**本文**
>>>
広大な土地と14億の民、多民族国家中国の歴史

古代中国はチベット山脈を源流として6000㎞に及ぶ二つの大河(黄河・長江)に恵みを受けた広大な土地に繁栄した多民族国家です。3000年の歴史大国中国は内乱と権力闘争を繰り返した歴史が刻まれています。産業革命の発展と共に欧州列強がインド洋を経由しアジアの海に交易を求めて黒船がやってきました。

日本も260年の鎖国を貫いた「徳川幕府」の開放を求めて(天皇制)明治維新が起こり近代化の一歩を踏み出しました。一方で混乱の中で衰退する中国に欧州列強が清国に交易開放を求めました。1840年にイギリスによるアヘン戦争が勃発し、イギリス・フランス・ドイツが沿岸部に居住地を設けました。北からは大帝国ロシアの進出がありました。1894年~1895年(明治28年)日本は朝鮮半島を属国支配する清国に出兵し、朝鮮半島・中国遼寧半島・南の台湾平定後に終結し下関条約が結ばれました。台湾は1945年まで50年間日本の統治国となりました。10年後大帝国ロシアの南下による支配阻止に日本軍が出兵、日露戦争(1904~1905年)勃発、日本が勝利し、朝鮮半島・満州国へ日本国の進出が始まる。

鄧小平の改革開放~習近平一帯一路構想

文化大革命(1966~1976年)は中国共産党中央委員会主席毛沢東主導による文化改革運動を装った毛沢東の権力奪還闘争が行われた。中国は対外的に鎖国状態にし実態が分からない国内の権力闘争であったと言われています。国内は疲弊し1970年代になると革命運動が弱まって1977年運動の終結を宣言しました。鄧小平などが復権し、改革開放を掲げ経済特区を設けて自由主義国の投資を呼び込み市場経済を導入した政策を打ち出しました。市場経済導入によって自由主義を求める若者が「1989年天安門広場へ集結」鄧小平によって弾圧(天安門事件)される。集団指導体制をとっていた胡耀邦総書記などは運動を擁護していました。鄧小平の後を上海閥の江沢民、共青団出身の胡錦涛が国家主席となり2012年太子党習近平に継がれています。
<<<
**取り組む課題**
1: 本文に基づいて、次の問いに答えてください。
(a) イギリスによるアヘン戦争が勃発したのは何年ですか。
(b) 台湾は何年まで、何年間にわたり日本の統治下にありましたか。
(c) 文化大革命の運動の終結が宣言されたのは何年ですか。
2: 資料の行のうち、「identify」という語を含む行をすべて抜き出してください。

バウンディングボックス記録
>>>
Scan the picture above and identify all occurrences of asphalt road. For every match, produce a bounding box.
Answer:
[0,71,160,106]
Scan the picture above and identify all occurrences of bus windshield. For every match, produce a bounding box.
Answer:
<<<
**問題の解答**
1:
(a) 1840年
(b) 1945年まで、50年間
(c) 1977年

2:
Scan the picture above and identify all occurrences of asphalt road. For every match, produce a bounding box.
Scan the picture above and identify all occurrences of bus windshield. For every match, produce a bounding box.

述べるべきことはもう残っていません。